WHAT IS REQUIRED:
The task calls for every line of the data to be retyped exactly.

Segment Start: INPUT

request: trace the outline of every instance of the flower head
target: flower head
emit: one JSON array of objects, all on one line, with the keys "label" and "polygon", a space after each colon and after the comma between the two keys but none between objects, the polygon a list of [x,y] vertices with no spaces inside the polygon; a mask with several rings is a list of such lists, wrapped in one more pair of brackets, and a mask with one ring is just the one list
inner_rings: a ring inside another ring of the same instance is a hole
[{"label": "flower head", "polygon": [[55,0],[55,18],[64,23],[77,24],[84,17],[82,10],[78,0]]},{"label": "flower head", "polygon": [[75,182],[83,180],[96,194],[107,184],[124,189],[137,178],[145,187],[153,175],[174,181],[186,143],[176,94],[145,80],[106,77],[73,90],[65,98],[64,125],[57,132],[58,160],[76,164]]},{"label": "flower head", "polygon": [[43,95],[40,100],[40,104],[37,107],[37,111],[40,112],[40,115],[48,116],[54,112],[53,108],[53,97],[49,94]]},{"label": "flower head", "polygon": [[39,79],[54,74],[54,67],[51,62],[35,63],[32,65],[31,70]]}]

Segment End: INPUT

ANSWER TO THIS PROBLEM:
request: trace the outline of every instance of the flower head
target: flower head
emit: one JSON array of objects, all on one line, with the keys "label" and "polygon", a space after each colon and after the comma between the two keys but none between objects, the polygon a list of [x,y] vertices with no spaces inside the polygon; a mask with several rings is a list of such lists, wrapped in one more pair of brackets, and a mask with one ring is just the one list
inner_rings: a ring inside another ring of the same instance is a hole
[{"label": "flower head", "polygon": [[55,0],[55,18],[64,23],[77,24],[84,17],[82,10],[78,0]]},{"label": "flower head", "polygon": [[75,182],[83,180],[96,194],[107,184],[124,189],[137,178],[145,187],[153,175],[174,181],[186,143],[176,94],[145,80],[106,77],[73,90],[65,98],[64,125],[57,132],[58,160],[76,164]]},{"label": "flower head", "polygon": [[43,95],[40,100],[40,104],[37,107],[37,111],[40,112],[40,115],[48,116],[54,112],[53,108],[53,97],[49,94]]},{"label": "flower head", "polygon": [[39,79],[54,74],[54,67],[51,62],[35,63],[32,65],[31,70]]}]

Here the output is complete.